- O que fazer
1/ Segundo o texto sobre Octávio Paz, em que ano ele entrou no serviço diplomático mexicano?
2/ Copie do texto sobre Octávio Paz o pedaço que vai de “Sua vivência no” até “social e comportamental.”.

Sunday, March 10, 2013


Acima de tudo poeta

Pedro J. Bondaczuk

O escritor mexicano Octávio Paz destacou-se não somente na poesia, gênero em que é tido e havido como um dos maiores poetas hispânicos de todos os tempos. Foi, também, brilhante ensaísta, abordando em seus ensaios praticamente todos os temas da atualidade, quer políticos, quer econômicos, quer sociais e comportamentais. Além de ser intelectual sumamente observador, adquiriu vasta experiência de vida, convivendo com outros povos, em sua atividade diplomática, em que fez carreira.

Sua vivência no exterior começou muito cedo, ainda na infância, que passou nos Estados Unidos, onde seus pais foram morar. De regresso ao México, cursou Direito e, posteriormente, fez curso de especialização em literatura. Em 1945, ingressou no serviço diplomático mexicano, o que lhe possibilitou viajar muito, entrar em contato com outros povos e conhecer outras culturas. Viveu na Espanha, na França (mais especificamente em Paris), no Japão e na Índia. As observações que fez, em cada lugar em que passou, forneceram-lhe subsídios para memoráveis ensaios, não somente sobre literatura, mas de cunho filosófico, político, social e comportamental.

Todavia, quem lê sua produção ensaística, e de “antena ligada”, vislumbra, sempre, o poeta que nunca deixou de ser, mesmo quando tratou de áridos temas políticos que soube, por causa dessa característica, tornar atrativos e compreensíveis até para “não iniciados”. Alguns assuntos são recorrentes em sua obra em prosa (tanto em ensaios, quanto em artigos para jornais e revistas e nas várias entrevistas que deu) como a vida nas grandes cidades mundiais, como a tão propalada (e nem sempre bem entendida) modernidade e como a necessidade premente da busca pelo autoconhecimento, que considerava apenas remotamente possível, posto que desejável.

- Dados guardados
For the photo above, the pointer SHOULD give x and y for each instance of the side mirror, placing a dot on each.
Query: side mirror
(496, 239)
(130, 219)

- Resultados do exercício
1/ Em 1945.

2/
Sua vivência no exterior começou muito cedo, ainda na infância, que passou nos Estados Unidos, onde seus pais foram morar. De regresso ao México, cursou Direito e, posteriormente, fez curso de especialização em literatura. Em 1945, ingressou no serviço diplomático mexicano, o que lhe possibilitou viajar muito, entrar em contato com outros povos e conhecer outras culturas. Viveu na Espanha, na França (mais especificamente em Paris), no Japão e na Índia. As observações que fez, em cada lugar em que passou, forneceram-lhe subsídios para memoráveis ensaios, não somente sobre literatura, mas de cunho filosófico, político, social e comportamental.